▸ **Your instructions**: Copy every one of the entries below word for word, changing nothing.

▸ **Data for this task**:
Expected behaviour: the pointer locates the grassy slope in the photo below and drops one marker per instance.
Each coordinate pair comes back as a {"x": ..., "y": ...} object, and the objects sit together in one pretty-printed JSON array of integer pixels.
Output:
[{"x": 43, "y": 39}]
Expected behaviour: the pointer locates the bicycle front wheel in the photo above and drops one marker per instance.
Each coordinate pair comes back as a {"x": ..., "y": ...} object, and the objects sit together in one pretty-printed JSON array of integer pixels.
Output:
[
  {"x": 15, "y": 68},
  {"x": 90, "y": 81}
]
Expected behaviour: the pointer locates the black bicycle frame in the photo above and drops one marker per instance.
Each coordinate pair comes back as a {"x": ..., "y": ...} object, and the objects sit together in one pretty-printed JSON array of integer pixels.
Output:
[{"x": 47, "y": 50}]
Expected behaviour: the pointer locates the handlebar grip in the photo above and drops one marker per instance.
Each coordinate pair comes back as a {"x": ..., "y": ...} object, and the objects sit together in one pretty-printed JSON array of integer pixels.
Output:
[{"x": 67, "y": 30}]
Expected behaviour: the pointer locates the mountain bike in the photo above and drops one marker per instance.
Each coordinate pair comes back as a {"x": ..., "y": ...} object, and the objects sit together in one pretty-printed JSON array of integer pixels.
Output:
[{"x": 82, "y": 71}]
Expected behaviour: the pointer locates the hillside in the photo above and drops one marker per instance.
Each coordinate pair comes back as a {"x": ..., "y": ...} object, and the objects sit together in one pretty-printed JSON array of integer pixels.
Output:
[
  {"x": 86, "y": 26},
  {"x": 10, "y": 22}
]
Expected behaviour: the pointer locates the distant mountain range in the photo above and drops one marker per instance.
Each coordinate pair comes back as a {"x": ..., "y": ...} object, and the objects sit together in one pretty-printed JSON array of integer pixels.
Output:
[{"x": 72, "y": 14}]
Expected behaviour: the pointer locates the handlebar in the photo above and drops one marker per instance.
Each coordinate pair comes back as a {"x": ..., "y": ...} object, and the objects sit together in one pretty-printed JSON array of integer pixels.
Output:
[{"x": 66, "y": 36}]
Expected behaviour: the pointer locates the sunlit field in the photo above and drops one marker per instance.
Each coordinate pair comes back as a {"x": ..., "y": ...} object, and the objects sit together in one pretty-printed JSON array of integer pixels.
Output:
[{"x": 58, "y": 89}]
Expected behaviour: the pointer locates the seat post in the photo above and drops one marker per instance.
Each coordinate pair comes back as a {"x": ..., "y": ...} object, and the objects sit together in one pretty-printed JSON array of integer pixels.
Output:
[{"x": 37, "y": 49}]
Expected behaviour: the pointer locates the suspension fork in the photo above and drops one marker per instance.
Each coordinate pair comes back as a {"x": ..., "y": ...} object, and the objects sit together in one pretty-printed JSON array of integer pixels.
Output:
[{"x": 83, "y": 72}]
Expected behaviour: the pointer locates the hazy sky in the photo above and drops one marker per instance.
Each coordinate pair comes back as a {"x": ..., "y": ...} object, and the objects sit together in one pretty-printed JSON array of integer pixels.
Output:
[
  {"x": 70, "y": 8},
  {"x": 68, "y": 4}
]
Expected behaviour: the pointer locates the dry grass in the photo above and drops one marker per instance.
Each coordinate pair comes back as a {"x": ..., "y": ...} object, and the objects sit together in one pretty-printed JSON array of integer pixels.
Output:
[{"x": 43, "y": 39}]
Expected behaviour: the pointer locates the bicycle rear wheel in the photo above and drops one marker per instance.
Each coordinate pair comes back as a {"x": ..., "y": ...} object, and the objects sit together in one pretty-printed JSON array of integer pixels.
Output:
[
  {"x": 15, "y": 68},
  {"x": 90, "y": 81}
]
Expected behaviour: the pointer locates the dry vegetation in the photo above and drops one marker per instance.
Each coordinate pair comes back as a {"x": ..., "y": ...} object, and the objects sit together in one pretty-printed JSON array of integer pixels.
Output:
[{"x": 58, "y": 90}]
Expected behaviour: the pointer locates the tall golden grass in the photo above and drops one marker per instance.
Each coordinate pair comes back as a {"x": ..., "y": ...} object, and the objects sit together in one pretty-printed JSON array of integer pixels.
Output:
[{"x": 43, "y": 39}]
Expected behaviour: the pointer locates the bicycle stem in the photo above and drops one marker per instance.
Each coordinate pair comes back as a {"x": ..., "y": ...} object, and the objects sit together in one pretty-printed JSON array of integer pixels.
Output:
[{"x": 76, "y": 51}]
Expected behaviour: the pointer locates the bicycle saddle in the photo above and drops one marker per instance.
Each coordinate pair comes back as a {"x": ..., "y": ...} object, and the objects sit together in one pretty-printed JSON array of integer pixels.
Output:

▸ **Reply to the exercise**:
Expected behaviour: the pointer locates the grassy slope in the photo below and drops one marker per instance.
Each coordinate pair comes back as a {"x": ..., "y": ...} object, and the objects sit together in one pretty-printed JSON array of integer pixels.
Output:
[{"x": 43, "y": 39}]
Expected behaviour: the pointer locates the bicycle front wheel in the photo above and drops one marker per instance.
Each coordinate pair comes back as a {"x": ..., "y": ...} object, and the objects sit together in one pretty-printed JSON array of integer pixels.
Output:
[
  {"x": 15, "y": 68},
  {"x": 90, "y": 81}
]
Expected behaviour: the pointer locates the black bicycle frame in the photo above and drops one marker per instance.
Each coordinate pair comes back as a {"x": ..., "y": ...} object, and the objects sit together in one pretty-printed JSON array of integer pixels.
Output:
[{"x": 47, "y": 50}]
Expected behaviour: the pointer locates the handlebar grip in the photo above and drops one marker per instance.
Each coordinate pair comes back as a {"x": ..., "y": ...} object, and the objects sit together in one pretty-printed JSON array of integer pixels.
Output:
[{"x": 67, "y": 30}]
Expected behaviour: the pointer locates the mountain bike in the photo above and drops one marker per instance.
Each coordinate pair comes back as a {"x": ..., "y": ...} object, and the objects sit together in one pretty-printed JSON array of integer pixels.
Output:
[{"x": 82, "y": 71}]
Expected behaviour: the pointer locates the hillside in the photo above and drops one marker per instance.
Each coordinate pair comes back as a {"x": ..., "y": ...} object, and the objects sit together in one pretty-printed JSON array of integer pixels.
Output:
[
  {"x": 86, "y": 26},
  {"x": 10, "y": 22}
]
Expected behaviour: the pointer locates the distant mountain range in the photo above and drops one marker per instance.
Each coordinate pair comes back as a {"x": ..., "y": ...} object, and the objects sit together in one pretty-printed JSON array of integer pixels.
Output:
[{"x": 72, "y": 14}]
Expected behaviour: the pointer locates the handlebar in the photo above and drops one marker per instance.
Each coordinate pair comes back as a {"x": ..., "y": ...} object, and the objects sit together in one pretty-printed JSON array of integer pixels.
Output:
[{"x": 66, "y": 36}]
Expected behaviour: the pointer locates the sunlit field in the photo above and drops one marker per instance.
Each coordinate pair comes back as a {"x": ..., "y": ...} object, and the objects sit together in one pretty-printed JSON array of integer pixels.
Output:
[{"x": 58, "y": 89}]
Expected behaviour: the pointer locates the seat post in the photo above and drops one marker per instance.
Each coordinate pair comes back as a {"x": ..., "y": ...} object, and the objects sit together in one pretty-printed JSON array of integer pixels.
Output:
[{"x": 37, "y": 49}]
Expected behaviour: the pointer locates the suspension fork in the photo above and drops one marker per instance.
Each coordinate pair comes back as a {"x": ..., "y": ...} object, and the objects sit together in one pretty-printed JSON array of integer pixels.
Output:
[{"x": 83, "y": 72}]
Expected behaviour: the pointer locates the hazy sky in the photo above and drops one marker per instance.
Each coordinate pair comes back as a {"x": ..., "y": ...} object, and the objects sit together in one pretty-printed JSON array of integer pixels.
Output:
[
  {"x": 70, "y": 8},
  {"x": 68, "y": 4}
]
Expected behaviour: the pointer locates the dry grass in the photo above and drops one marker per instance.
Each coordinate pair comes back as a {"x": ..., "y": ...} object, and the objects sit together in one pretty-printed JSON array of integer pixels.
Output:
[{"x": 43, "y": 39}]
Expected behaviour: the pointer locates the bicycle rear wheel in the photo above and drops one marker per instance.
Each coordinate pair comes back as a {"x": ..., "y": ...} object, and the objects sit together in one pretty-printed JSON array of integer pixels.
Output:
[
  {"x": 15, "y": 68},
  {"x": 90, "y": 81}
]
Expected behaviour: the pointer locates the dry vegetation in the photo above and drops one marker per instance.
Each coordinate pair comes back as a {"x": ..., "y": ...} object, and the objects sit together in one pretty-printed JSON array of integer pixels.
Output:
[{"x": 58, "y": 90}]
Expected behaviour: the pointer locates the tall golden grass in the photo above and drops one marker per instance.
Each coordinate pair comes back as a {"x": ..., "y": ...} object, and the objects sit together in one pretty-printed JSON array of integer pixels.
Output:
[{"x": 43, "y": 39}]
Expected behaviour: the pointer locates the bicycle stem in the photo above and drops one marker per instance.
Each coordinate pair comes back as a {"x": ..., "y": ...} object, and the objects sit together in one pretty-printed JSON array of integer pixels.
Output:
[{"x": 76, "y": 51}]
Expected behaviour: the pointer locates the bicycle saddle in the photo above and drops one marker per instance.
Each coordinate pair comes back as a {"x": ..., "y": ...} object, and the objects sit together in one pretty-printed JSON array of integer pixels.
Output:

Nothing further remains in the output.